Dataset items:
----
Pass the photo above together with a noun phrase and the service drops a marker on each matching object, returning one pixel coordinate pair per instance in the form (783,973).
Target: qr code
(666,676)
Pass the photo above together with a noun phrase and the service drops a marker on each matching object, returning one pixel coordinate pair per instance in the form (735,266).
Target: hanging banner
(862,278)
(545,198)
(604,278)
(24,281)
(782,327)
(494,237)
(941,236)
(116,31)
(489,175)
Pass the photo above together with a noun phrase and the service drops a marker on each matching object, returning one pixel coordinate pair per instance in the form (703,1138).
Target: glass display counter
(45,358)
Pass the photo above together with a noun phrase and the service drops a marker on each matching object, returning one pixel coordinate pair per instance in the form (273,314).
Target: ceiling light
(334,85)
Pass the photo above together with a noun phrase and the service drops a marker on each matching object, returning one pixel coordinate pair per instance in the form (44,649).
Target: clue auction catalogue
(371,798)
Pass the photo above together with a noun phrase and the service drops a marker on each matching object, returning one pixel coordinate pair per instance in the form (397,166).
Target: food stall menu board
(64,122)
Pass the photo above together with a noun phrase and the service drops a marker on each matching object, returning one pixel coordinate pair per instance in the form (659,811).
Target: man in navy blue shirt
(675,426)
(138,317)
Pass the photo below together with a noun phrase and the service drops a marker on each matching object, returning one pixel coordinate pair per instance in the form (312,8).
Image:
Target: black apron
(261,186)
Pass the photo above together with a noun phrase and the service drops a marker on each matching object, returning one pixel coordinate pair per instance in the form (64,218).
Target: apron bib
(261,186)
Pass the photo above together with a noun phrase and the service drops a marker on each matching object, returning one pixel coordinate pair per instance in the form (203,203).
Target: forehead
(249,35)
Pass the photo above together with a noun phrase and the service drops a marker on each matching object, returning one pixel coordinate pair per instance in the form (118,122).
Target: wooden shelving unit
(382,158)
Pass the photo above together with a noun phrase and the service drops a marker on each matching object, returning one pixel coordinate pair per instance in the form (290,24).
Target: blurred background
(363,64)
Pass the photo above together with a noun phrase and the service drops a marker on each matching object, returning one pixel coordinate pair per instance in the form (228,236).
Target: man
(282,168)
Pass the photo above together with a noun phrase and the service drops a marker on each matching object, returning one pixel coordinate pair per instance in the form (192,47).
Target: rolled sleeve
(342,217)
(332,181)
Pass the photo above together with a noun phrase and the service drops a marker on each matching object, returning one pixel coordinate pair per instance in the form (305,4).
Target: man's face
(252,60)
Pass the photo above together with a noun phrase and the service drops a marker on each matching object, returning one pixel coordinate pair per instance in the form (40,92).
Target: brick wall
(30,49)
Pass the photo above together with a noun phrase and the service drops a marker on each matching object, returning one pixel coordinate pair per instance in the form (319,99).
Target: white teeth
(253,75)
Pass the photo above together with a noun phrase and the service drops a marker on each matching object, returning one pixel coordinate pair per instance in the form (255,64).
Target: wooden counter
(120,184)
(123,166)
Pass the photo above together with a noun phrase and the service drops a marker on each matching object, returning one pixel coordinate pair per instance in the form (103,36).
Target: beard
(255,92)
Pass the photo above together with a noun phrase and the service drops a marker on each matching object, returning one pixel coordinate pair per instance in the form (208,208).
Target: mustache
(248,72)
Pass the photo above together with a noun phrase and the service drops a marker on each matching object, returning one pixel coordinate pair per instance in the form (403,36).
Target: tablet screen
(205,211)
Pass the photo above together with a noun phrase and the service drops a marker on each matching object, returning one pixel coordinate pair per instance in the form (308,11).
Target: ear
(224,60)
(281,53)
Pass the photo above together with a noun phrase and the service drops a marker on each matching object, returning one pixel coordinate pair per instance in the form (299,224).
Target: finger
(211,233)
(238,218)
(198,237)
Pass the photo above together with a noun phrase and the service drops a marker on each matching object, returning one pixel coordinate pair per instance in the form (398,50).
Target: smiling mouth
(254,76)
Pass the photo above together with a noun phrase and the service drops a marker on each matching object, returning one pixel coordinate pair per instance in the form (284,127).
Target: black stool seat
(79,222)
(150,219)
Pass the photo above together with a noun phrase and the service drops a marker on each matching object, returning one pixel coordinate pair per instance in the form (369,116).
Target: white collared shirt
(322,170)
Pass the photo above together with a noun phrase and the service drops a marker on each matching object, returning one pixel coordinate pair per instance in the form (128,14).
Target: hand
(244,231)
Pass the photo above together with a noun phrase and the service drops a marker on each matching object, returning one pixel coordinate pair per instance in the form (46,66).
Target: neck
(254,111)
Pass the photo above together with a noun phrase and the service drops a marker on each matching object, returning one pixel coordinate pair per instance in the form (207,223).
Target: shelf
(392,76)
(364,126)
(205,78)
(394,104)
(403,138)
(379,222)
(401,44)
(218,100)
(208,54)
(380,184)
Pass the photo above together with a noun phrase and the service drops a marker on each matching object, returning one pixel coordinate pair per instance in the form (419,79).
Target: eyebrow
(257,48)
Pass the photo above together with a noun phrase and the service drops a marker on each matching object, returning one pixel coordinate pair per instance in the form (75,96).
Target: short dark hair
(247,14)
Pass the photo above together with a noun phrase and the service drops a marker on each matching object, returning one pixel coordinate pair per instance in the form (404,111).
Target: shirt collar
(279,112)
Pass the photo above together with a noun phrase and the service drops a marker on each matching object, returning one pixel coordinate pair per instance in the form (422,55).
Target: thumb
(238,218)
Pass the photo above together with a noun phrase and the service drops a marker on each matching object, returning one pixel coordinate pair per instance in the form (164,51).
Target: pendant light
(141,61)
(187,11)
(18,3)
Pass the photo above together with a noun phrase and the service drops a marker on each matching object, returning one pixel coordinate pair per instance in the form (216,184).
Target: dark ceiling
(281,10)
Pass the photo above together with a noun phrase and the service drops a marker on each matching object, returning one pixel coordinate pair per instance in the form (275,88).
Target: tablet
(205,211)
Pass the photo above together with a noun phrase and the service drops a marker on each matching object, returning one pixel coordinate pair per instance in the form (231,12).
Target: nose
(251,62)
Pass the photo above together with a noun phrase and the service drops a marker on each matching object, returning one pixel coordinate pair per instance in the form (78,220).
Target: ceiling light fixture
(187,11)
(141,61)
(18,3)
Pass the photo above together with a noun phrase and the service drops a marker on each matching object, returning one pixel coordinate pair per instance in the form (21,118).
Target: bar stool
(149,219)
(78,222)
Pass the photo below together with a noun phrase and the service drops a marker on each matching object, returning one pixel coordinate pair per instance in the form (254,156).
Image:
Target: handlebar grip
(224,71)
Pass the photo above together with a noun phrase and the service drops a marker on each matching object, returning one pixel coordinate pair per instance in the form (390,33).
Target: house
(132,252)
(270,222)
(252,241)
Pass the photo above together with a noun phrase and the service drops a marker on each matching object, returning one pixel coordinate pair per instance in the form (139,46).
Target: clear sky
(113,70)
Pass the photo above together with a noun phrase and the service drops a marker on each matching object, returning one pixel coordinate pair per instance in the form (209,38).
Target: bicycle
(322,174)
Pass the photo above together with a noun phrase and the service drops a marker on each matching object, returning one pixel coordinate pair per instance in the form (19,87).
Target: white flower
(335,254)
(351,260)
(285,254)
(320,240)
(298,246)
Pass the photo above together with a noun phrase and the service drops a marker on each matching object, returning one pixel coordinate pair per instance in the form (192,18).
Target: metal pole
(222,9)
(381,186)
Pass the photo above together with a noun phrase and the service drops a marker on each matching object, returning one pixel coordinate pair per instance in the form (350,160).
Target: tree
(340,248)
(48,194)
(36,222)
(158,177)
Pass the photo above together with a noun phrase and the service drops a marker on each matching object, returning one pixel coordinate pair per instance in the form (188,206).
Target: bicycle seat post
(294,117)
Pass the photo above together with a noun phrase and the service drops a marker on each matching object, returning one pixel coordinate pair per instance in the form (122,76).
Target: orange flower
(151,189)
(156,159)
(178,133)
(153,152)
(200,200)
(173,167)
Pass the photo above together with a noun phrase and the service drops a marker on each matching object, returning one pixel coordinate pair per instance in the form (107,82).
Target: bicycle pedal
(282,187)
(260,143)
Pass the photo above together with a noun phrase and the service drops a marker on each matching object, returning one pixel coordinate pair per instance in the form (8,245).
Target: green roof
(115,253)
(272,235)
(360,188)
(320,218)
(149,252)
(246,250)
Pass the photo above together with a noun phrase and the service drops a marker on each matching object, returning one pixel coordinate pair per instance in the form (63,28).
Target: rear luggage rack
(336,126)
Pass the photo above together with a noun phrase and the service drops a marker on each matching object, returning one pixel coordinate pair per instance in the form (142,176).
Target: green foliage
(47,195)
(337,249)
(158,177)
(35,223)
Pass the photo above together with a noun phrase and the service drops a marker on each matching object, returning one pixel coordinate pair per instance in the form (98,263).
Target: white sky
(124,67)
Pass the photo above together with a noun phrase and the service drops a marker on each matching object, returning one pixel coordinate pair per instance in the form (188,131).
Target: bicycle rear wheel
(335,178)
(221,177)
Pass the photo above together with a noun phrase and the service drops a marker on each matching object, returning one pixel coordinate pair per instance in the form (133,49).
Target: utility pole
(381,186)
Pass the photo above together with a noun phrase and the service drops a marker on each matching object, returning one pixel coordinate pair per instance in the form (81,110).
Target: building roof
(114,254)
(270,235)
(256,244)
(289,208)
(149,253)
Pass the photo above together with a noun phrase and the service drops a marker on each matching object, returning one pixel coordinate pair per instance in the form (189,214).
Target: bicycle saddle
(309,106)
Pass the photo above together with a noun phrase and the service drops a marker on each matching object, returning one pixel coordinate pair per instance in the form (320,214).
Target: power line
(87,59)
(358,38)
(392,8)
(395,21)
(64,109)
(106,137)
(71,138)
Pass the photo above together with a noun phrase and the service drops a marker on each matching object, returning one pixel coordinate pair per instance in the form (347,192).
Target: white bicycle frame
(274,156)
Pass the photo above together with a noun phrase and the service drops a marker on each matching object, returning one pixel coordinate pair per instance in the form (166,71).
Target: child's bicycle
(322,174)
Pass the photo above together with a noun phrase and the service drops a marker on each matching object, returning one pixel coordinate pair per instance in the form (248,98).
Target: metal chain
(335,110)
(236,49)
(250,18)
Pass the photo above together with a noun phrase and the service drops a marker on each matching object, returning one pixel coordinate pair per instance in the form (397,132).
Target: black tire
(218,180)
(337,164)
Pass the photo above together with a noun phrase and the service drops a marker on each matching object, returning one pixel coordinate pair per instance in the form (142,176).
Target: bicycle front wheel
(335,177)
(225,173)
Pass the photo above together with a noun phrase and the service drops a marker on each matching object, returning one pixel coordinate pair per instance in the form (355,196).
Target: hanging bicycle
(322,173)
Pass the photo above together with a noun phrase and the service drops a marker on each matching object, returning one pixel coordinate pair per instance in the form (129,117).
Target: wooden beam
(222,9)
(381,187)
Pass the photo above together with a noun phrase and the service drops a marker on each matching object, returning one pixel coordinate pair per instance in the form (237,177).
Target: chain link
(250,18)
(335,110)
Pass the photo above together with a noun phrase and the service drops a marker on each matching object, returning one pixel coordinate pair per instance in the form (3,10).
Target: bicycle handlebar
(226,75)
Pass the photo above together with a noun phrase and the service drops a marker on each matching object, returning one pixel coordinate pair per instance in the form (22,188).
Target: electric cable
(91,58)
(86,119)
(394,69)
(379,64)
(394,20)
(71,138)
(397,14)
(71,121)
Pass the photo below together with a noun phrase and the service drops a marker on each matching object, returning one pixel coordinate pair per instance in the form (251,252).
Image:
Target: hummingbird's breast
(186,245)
----
● Problem to work on:
Tell how many lines in the data hold the string "below". Only the number is wanted.

● Output for this exercise:
3